--- Stated problem ---
Please copy everything in the rows below exactly, from the line containing "grass, it would be much appreciated." down to the end of the rows, with both of those lines included. Reproduce only that stretch.

--- Raw data ---
######

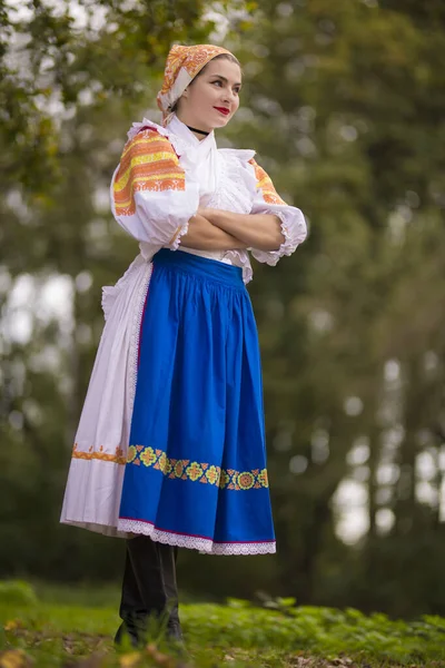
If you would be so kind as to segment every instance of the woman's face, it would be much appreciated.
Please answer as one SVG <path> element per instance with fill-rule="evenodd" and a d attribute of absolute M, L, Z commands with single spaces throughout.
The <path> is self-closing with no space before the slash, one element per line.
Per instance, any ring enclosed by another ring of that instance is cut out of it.
<path fill-rule="evenodd" d="M 238 109 L 240 88 L 241 71 L 236 62 L 210 60 L 184 91 L 177 116 L 186 125 L 211 132 L 226 126 Z"/>

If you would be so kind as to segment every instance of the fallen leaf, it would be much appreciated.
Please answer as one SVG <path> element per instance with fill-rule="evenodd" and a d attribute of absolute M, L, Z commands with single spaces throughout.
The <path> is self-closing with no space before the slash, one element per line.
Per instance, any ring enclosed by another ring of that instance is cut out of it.
<path fill-rule="evenodd" d="M 121 668 L 134 668 L 134 666 L 137 666 L 140 662 L 141 658 L 140 651 L 132 651 L 130 654 L 122 655 L 119 659 L 119 664 Z"/>
<path fill-rule="evenodd" d="M 31 659 L 22 649 L 10 649 L 0 654 L 0 668 L 27 668 Z"/>
<path fill-rule="evenodd" d="M 6 631 L 14 631 L 16 629 L 22 629 L 23 625 L 20 619 L 10 619 L 3 628 Z"/>

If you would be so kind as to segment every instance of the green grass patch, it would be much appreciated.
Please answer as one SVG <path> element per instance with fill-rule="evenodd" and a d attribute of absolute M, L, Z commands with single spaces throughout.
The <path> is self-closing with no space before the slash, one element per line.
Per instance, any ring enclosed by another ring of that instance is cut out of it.
<path fill-rule="evenodd" d="M 60 598 L 56 593 L 48 589 L 43 595 L 41 587 L 34 590 L 24 582 L 0 582 L 0 668 L 445 668 L 445 619 L 439 617 L 394 621 L 354 609 L 295 607 L 291 599 L 267 608 L 236 599 L 224 606 L 188 603 L 180 608 L 189 651 L 185 660 L 175 658 L 157 637 L 140 652 L 129 646 L 117 652 L 117 605 L 73 602 L 80 600 L 79 592 L 68 603 L 53 602 Z M 101 599 L 89 593 L 89 602 Z"/>

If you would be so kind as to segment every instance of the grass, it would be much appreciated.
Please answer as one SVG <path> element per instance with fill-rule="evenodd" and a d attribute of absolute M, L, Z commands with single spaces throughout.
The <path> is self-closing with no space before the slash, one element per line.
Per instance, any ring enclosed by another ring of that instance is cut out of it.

######

--- Result of this task ---
If you would be so kind as to segment every instance of the grass, it would be much appreciated.
Please answer as one SVG <path> element per instance with fill-rule="evenodd" and a d attribute of absolute M, L, Z commands with single spaces throughout.
The <path> is self-closing with no space before the slash, one element per line.
Per instance, any ring enclosed by another ring of that instance is cut out of it.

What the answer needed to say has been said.